Once the data has been read, print it back in full, exactly.

(Beginning of DATA FOR THIS EXERCISE)

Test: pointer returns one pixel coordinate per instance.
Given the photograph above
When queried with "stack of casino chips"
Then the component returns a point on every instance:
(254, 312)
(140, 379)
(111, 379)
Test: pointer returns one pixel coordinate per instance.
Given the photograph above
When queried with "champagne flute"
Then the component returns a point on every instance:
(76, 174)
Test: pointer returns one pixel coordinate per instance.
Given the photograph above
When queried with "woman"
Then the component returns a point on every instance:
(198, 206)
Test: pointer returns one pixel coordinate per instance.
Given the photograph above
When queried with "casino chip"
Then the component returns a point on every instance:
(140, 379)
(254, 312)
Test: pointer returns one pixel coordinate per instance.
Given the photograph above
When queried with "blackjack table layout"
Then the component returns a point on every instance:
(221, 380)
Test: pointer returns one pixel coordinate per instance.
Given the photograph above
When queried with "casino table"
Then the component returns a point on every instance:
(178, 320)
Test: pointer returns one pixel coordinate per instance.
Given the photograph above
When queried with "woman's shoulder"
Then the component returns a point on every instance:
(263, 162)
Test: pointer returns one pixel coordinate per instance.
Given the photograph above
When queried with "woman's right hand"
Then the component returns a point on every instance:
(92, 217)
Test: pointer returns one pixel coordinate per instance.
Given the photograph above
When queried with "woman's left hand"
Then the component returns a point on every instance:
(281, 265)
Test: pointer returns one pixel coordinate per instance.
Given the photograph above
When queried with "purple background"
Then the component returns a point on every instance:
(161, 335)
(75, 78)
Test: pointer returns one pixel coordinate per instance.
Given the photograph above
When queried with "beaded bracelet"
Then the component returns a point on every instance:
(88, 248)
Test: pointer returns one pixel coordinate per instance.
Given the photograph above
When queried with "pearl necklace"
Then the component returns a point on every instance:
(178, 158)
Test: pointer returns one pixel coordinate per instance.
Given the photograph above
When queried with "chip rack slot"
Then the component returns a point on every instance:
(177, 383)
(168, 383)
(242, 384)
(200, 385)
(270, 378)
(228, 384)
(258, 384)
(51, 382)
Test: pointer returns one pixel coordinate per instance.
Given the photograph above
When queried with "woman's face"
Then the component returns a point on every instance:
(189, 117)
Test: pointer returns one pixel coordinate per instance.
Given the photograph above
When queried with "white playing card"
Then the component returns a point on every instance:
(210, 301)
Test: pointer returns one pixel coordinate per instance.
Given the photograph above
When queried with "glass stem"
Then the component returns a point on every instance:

(End of DATA FOR THIS EXERCISE)

* [OUTPUT OF THE EXERCISE]
Test: pointer returns one pixel coordinate per instance.
Given the photograph above
When queried with "stack of casino chips"
Then the component returns a point on every instance:
(254, 312)
(140, 379)
(111, 379)
Test: pointer returns one pixel coordinate per instance.
Given the photograph above
When queried with "champagne flute"
Then the component returns a point on every instance:
(76, 174)
Test: pointer returns one pixel coordinate per instance.
Given the photograph above
When queried with "woman"
Then the component returns a point on every instance:
(198, 206)
Test: pointer returns one pixel coordinate per instance.
Given the photograph above
When queried with "casino chip"
Then the component returns a point on every instance:
(140, 379)
(254, 312)
Test: pointer returns one pixel coordinate per instance.
Given the photograph above
When queried with "blackjack table layout"
Then the component returns a point on every instance:
(221, 380)
Test: pointer returns one pixel coordinate per instance.
Given the photograph above
When queried with "casino table"
Then the component returns a point on every instance:
(178, 320)
Test: pointer returns one pixel coordinate per instance.
Given the photograph above
When queried with "woman's shoulder"
Then the component returns a point on every instance:
(263, 162)
Test: pointer returns one pixel coordinate per instance.
Given the photograph above
When queried with "woman's right hand"
Then the component returns a point on every instance:
(92, 217)
Test: pointer returns one pixel coordinate per instance.
Given the photograph above
When queried with "woman's left hand"
Then the component returns a point on every instance:
(281, 265)
Test: pointer returns one pixel coordinate per instance.
Given the photograph above
When queried with "purple background"
Then the component returns a point on every instance:
(161, 335)
(75, 78)
Test: pointer returns one pixel coordinate per instance.
Given the photograph above
When queried with "beaded bracelet"
Then the component returns a point on every instance:
(88, 248)
Test: pointer returns one pixel coordinate per instance.
Given the photograph above
When queried with "pearl necklace"
Then the component returns a point on every instance:
(178, 158)
Test: pointer returns one pixel coordinate per instance.
Given the photograph above
When queried with "chip rack slot"
Then the component returns a point on every instance:
(177, 383)
(168, 383)
(242, 384)
(200, 385)
(270, 378)
(228, 384)
(258, 384)
(51, 382)
Test: pointer returns one pixel coordinate per instance.
Given the photograph above
When queried with "woman's face"
Then the component returns a point on every instance:
(189, 117)
Test: pointer returns one pixel coordinate per instance.
Given the photograph above
When queried with "white playing card"
Then the component returns a point on every instance:
(210, 301)
Test: pointer returns one pixel coordinate per instance.
Given the photograph above
When queried with "glass stem"
Then the component returns a point on every instance:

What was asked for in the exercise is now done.